What you need to do:
**1)** In the memristive majority gate excerpt, what explains the large gain in efficiency that the proposed logic system shows? Answer in one to three sentences.
**2)** According to the memristive majority gate excerpt, how many memristors and steps does the combined 1-bit full adder and full subtractor use?
**3)** Reproduce word for word a passage of the memristive majority gate excerpt: begin at the words "Fig. 1c compares", and stop after "the gating strategy.".

Page excerpt:
——
Fig. 1c compares the VTF dependency between set-inhibition and reset-inhibition gates with respect to ρ. Here, when ρ increases, the reset-inhibition gates can be more practically viable, as the VTF is higher than the VSET ranges. (A comparison of the VTF value of other logic gates with different ρ values is summarized in Fig. S1 in the ESI.) Consequently, reset-inhibition gates can achieve higher robustness as ρ is tuned to higher levels. However, few studies have demonstrated this approach of concurrently tuning the memristive device and developing the gating strategy.

In this study, we propose a memristive majority (MAJ) gate for the first time, which achieves the highest computational efficiency among the memristive LIM technologies under the robustness-ensured condition. The proposed MAJ gate is a three-input logic gate whose output is identical to the carry-out bit, generating output ‘1’ only if more than two inputs are ‘1’.24,25 The MAJ gate requires near-memory circuits to supply one input in the form of a voltage. While this requires some additional cost, it may offer a more effective way than the cost, which will be systematically demonstrated later.20 The MAJ gate falls into the reset-inhibition gates. Therefore, to experimentally validate the efficiency of the MAJ gate, we developed a HfOx-based memristor array with an increased VRESET (giving VRESET/VSET = 1.21), which achieved the VTF of 0.4, which is the highest VTF ever reported. More discussion on the superiority of the HfOx-based memristor compared to other memristors can be found in Supplementary Note 2 in the ESI. Moreover, the MAJ gate allowed us to execute a combined 1-bit full adder and full subtractor using 7 memristors in 5 steps, resulting in a 4.5× increase in spatiotemporal efficiency compared to the benchmarking NOR-based logic system. Furthermore, we applied our MAJ-based logic system to the N-bit parallel-prefix adder (PPA) and demonstrated the required number of steps of O(log2[thin space (1/6-em)]N), achieving 8.5× the spatiotemporal efficiency in 64-bit adder addition compared to the benchmarking. This remarkably increased efficiency can be explained by extremely low data manipulation steps and parallel operation of the MAJ gate, which will be further discussed later. The efficiency increases as the bit size increases, highlighting its strong potential for large-scale and energy-efficient Boolean computing.
——
Provided records:
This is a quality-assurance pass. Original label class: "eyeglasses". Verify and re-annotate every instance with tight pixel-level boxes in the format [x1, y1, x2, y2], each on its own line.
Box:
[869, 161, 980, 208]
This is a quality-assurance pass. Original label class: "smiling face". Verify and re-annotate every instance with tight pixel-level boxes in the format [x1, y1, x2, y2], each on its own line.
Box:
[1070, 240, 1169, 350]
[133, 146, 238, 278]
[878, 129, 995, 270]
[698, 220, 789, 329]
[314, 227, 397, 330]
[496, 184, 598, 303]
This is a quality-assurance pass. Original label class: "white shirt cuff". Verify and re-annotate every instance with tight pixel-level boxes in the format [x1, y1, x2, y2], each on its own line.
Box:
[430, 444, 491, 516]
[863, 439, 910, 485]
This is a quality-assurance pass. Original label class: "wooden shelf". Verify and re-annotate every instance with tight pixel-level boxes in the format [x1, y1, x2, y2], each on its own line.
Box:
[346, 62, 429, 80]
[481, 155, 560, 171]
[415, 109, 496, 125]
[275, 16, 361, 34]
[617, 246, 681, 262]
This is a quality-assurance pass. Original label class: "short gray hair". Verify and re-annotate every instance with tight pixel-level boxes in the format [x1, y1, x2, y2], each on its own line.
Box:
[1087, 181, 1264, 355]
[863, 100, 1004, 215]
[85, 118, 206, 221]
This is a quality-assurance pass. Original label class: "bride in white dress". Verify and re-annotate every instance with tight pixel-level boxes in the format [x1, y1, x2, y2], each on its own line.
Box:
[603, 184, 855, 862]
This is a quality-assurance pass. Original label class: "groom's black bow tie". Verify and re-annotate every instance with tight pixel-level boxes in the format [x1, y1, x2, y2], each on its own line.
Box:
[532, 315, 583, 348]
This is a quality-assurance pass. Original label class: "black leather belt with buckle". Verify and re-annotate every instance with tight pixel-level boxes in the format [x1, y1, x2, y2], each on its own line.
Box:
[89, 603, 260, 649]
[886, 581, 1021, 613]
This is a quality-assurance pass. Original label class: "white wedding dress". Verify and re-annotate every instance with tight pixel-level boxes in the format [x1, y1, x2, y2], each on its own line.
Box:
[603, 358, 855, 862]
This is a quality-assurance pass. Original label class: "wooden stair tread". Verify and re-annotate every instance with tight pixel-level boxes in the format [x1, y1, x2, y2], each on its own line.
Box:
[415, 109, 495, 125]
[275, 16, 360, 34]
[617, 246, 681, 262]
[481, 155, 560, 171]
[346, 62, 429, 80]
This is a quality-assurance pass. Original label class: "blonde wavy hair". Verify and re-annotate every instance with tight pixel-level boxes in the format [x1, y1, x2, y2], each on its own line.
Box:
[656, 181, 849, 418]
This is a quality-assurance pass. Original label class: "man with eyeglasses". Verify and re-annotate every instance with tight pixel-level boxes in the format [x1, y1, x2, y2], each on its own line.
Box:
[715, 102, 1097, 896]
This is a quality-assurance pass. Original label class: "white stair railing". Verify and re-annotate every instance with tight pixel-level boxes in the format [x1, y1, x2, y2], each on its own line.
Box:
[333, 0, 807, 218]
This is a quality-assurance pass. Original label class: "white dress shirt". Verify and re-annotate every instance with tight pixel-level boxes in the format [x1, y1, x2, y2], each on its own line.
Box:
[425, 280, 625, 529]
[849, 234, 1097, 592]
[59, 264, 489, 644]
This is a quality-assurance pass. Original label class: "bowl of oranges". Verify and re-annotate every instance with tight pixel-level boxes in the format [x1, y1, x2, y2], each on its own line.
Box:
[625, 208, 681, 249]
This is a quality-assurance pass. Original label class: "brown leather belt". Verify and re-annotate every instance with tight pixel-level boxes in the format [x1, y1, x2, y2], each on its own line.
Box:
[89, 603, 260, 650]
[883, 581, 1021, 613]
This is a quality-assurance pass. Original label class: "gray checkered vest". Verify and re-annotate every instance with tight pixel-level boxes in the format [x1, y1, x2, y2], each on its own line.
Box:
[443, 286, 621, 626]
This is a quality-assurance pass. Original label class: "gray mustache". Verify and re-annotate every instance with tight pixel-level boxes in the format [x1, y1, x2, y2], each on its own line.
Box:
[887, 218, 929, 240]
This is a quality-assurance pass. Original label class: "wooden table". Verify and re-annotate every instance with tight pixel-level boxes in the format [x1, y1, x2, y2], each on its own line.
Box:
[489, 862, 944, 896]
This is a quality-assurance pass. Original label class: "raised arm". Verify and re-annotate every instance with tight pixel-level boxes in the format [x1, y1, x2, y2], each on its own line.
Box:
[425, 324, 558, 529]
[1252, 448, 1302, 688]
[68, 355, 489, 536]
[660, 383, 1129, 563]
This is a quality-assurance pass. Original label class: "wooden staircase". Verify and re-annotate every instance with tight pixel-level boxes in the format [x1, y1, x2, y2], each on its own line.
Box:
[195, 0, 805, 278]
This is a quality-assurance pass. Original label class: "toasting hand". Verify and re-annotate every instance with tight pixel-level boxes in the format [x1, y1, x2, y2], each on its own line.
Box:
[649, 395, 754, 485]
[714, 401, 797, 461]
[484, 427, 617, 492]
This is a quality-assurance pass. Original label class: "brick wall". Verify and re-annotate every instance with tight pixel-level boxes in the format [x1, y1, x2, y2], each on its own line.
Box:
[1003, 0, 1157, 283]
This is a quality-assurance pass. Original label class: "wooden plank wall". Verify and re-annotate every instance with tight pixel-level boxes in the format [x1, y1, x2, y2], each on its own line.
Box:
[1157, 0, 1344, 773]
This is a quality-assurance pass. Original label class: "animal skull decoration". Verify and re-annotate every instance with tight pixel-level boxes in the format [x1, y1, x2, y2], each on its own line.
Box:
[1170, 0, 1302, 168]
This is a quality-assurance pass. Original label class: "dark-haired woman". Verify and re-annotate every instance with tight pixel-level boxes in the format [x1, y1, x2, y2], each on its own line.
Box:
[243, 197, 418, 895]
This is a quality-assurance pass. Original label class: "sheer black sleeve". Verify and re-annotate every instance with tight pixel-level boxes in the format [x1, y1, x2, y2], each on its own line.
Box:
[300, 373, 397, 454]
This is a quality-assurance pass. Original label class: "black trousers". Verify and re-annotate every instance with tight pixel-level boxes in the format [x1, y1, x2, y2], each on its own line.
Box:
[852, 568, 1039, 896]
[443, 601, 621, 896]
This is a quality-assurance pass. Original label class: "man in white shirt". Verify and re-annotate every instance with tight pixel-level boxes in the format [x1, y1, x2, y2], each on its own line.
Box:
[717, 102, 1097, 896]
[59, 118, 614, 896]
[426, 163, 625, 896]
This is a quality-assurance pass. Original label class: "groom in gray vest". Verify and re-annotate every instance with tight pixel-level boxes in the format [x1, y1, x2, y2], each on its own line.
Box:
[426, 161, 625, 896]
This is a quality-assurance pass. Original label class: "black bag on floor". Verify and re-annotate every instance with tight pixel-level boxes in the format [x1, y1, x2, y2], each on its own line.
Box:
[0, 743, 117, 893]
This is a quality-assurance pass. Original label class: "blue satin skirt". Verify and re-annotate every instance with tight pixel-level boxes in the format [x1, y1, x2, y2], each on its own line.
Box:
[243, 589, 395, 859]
——
Expected answers:
**1)** The excerpt attributes the remarkably increased efficiency to the majority gate's extremely low number of data manipulation steps and to its parallel operation.

**2)** It uses 7 memristors in 5 steps.

**3)**
Fig. 1c compares the VTF dependency between set-inhibition and reset-inhibition gates with respect to ρ. Here, when ρ increases, the reset-inhibition gates can be more practically viable, as the VTF is higher than the VSET ranges. (A comparison of the VTF value of other logic gates with different ρ values is summarized in Fig. S1 in the ESI.) Consequently, reset-inhibition gates can achieve higher robustness as ρ is tuned to higher levels. However, few studies have demonstrated this approach of concurrently tuning the memristive device and developing the gating strategy.